**Excerpt provided**
By John Payne | December 8, 2006

And that territory is increasingly challenging to navigate, especially on the recently released Amputechture, which saw Rodriguez-Lopez returning with Rick Rubin in tow to produce yet another one of the band’s patented aurally lavish outings. Marrying a heavy-music bombast with the contemporary classical concerns for form and tonality, avant-jazz screech with Latin American traditional folk — and embellishing with the imposing gestural flourish their punk rock predecessors put in the gulag to rot long ago, Amputechture serves as a true slap-in-the-face to preconceived notions of how music should sound, and how it should be created.


“When it came to tracking the album,” says Rodriguez-Lopez, “I wasn’t thinking of much; I was just in a work mode, just really happy to be getting these songs finally tracked, because I’d been working on them since about a week after I finished mixing Francis the Mute. So it was pretty much distilling a moment of clarity for me, of being able to finally be off tour for a minute and be in the studio and get all these tracks done so that I could assemble this next record.”

**Exercise details**
Can you pick up the article about the album Amputechture above, continuing it after its last sentence?

**Supplied records**
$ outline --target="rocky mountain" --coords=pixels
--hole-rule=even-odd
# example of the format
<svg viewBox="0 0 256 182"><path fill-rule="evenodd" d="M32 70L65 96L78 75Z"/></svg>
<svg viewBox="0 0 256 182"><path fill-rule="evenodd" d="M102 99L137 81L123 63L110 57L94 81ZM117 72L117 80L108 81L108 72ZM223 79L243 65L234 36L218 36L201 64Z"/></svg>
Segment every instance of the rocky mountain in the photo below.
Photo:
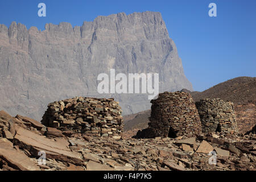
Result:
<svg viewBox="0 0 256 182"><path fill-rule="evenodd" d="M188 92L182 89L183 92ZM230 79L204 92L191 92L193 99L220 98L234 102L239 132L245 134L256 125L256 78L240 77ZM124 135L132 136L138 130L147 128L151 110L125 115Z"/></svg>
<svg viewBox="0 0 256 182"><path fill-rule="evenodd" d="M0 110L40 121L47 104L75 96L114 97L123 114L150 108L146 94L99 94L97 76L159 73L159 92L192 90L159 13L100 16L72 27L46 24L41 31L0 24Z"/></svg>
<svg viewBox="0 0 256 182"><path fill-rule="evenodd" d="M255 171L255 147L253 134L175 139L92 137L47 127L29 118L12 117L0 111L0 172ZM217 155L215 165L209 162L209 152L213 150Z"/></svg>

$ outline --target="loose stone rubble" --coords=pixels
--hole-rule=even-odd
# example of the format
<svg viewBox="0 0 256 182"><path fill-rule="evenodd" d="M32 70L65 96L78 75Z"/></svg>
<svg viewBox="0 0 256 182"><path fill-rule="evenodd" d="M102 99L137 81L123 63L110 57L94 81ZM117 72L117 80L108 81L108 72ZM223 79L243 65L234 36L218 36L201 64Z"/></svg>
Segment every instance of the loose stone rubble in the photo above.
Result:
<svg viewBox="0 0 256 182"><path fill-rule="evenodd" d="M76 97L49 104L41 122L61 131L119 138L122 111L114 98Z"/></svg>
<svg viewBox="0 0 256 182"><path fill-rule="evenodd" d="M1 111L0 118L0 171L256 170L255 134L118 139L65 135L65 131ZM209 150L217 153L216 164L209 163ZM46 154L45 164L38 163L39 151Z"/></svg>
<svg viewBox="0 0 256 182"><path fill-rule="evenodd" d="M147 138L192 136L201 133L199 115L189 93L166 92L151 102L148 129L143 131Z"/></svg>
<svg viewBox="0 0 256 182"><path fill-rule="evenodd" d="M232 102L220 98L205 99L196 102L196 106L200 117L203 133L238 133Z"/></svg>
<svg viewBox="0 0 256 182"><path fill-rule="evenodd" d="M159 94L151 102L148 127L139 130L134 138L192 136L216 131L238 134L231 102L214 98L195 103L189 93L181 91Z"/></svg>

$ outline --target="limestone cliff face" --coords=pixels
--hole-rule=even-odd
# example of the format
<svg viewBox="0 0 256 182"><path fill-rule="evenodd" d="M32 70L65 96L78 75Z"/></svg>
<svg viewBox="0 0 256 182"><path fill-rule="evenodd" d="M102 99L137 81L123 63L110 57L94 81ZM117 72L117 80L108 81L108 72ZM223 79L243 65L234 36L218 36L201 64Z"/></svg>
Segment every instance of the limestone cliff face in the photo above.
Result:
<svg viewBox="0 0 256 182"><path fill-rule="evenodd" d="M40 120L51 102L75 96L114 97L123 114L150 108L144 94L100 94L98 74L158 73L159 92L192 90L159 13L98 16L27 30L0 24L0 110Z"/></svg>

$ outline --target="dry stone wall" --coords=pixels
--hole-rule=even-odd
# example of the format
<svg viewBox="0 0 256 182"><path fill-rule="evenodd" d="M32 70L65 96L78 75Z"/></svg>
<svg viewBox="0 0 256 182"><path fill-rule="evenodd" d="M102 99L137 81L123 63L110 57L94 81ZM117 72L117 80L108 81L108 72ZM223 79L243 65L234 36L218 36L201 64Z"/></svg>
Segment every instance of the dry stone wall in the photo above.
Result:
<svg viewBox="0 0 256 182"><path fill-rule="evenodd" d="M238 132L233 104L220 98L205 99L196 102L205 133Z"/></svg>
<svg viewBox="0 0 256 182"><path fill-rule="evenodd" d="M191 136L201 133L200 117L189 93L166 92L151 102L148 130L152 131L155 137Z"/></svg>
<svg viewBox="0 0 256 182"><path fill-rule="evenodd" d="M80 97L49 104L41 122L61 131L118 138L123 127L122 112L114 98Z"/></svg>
* * *
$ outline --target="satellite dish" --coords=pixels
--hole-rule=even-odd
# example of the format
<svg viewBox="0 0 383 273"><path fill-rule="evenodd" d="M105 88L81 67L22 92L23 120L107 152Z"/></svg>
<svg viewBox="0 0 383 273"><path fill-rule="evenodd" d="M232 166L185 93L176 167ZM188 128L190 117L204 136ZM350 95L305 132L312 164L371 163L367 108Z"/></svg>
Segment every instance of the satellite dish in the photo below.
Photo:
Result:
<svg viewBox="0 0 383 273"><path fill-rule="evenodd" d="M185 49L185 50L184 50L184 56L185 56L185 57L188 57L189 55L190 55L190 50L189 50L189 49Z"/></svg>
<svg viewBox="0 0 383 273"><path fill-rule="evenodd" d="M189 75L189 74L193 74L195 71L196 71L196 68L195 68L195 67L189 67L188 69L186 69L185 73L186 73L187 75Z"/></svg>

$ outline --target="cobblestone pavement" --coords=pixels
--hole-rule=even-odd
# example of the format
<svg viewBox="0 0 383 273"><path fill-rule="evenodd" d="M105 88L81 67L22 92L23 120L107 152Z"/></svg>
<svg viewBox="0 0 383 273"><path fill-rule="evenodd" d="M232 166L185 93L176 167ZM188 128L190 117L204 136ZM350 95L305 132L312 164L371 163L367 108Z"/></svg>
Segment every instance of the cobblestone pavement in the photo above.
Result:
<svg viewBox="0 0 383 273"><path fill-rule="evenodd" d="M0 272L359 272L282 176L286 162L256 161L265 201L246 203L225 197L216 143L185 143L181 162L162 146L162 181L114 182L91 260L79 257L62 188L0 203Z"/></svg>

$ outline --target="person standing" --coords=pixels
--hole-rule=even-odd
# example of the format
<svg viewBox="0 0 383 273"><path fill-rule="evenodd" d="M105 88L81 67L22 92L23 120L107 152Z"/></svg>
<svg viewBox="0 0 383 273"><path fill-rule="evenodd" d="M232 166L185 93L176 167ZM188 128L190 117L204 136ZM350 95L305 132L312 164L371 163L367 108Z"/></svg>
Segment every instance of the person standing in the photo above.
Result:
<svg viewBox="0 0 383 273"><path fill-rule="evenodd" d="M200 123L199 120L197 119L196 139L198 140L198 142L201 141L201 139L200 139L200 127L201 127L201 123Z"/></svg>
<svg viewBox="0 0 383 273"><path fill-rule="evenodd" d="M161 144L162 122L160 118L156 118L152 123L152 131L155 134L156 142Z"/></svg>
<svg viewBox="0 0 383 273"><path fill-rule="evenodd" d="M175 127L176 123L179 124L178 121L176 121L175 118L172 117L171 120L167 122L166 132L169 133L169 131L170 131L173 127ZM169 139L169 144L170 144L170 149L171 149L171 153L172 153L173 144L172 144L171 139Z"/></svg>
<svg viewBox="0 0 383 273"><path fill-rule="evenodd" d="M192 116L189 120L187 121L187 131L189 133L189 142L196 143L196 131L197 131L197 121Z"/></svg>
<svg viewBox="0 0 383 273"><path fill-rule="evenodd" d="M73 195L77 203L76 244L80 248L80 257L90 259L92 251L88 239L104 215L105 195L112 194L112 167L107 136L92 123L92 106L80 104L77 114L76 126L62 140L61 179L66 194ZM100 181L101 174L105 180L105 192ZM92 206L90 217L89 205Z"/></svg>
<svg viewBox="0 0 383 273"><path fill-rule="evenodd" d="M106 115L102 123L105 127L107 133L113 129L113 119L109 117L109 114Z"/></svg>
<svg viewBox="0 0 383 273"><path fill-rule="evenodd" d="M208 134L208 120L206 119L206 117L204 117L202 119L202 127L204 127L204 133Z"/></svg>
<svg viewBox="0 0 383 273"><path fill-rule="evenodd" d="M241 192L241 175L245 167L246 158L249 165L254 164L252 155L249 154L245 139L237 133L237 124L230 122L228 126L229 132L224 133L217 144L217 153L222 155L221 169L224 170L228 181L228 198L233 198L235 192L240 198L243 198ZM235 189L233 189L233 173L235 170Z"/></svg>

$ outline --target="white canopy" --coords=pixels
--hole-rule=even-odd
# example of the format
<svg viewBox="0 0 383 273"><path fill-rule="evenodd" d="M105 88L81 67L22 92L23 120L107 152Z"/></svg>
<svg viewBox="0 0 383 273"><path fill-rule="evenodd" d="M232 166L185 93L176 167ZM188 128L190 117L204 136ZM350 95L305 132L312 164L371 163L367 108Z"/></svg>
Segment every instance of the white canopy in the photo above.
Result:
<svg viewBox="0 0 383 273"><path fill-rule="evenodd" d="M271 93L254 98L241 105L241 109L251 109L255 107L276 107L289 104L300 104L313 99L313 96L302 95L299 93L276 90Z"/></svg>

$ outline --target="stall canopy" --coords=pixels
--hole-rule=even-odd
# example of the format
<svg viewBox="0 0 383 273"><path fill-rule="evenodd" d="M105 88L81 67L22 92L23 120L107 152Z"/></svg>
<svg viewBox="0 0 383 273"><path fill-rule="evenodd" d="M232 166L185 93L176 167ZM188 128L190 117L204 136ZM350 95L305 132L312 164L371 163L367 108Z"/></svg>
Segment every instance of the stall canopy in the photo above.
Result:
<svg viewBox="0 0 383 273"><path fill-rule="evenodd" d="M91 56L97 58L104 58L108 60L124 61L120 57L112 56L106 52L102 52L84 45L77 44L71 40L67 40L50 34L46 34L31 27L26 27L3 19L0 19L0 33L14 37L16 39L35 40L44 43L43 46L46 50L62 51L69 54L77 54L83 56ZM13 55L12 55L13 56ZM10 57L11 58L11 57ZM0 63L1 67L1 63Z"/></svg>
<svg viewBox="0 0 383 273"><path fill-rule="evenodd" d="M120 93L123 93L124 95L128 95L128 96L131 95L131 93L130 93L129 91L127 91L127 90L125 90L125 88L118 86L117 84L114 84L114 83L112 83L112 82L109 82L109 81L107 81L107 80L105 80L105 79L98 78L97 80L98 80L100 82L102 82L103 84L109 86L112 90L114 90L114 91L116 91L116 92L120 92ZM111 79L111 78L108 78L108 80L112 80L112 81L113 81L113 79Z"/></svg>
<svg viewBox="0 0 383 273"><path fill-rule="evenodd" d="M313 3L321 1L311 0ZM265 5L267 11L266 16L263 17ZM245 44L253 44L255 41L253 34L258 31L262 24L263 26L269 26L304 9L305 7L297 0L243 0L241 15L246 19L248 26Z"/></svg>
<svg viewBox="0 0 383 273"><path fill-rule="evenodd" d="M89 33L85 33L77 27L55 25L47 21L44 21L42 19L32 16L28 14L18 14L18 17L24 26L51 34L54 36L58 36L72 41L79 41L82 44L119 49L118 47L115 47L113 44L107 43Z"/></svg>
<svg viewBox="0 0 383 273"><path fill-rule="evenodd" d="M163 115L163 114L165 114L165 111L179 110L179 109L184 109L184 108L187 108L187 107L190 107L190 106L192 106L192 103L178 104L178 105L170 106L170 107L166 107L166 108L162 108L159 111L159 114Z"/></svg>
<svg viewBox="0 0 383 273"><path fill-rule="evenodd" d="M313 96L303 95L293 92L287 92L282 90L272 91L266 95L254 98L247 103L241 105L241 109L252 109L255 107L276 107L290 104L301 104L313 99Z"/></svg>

**Written reply**
Whereas you might think a musician who deals in massively scaled and broadly conceptual composition would prefer a sizeable portion of time in a singular recording studio to immerse his/herself in the conception of an album, Rodriguez-Lopez prefers to work more sporadically due to the constraints of near constant touring. Amputechture, as he tells, was assembled largely in bits and pieces, with the respective pieces then integrated via Pro Tools at Rubin’s standby choice haunted Hollywood mansion/studio. Though primarily recorded in the aforementioned studio, and mixed by Rich Costey at Gold Standard Labs, a sizeable portion of the album was tracked in geographically disparate locations — from El Paso, TX, to Melbourne, Australia.

“At this point, I travel with most of my studio,” Rodriguez-Lopez tells us. “It’s with me on the road, so I’m able to just work around performances. I have a small TASCAM four-track that I take with me into hotel rooms to work, and a lot of the rough tracks are cut directly to that. I really like this method of recording wherever and whenever I get the chance, and then piecing it all together later at Rick’s, using what I’ve already recorded on the road, and re-cutting where necessary.”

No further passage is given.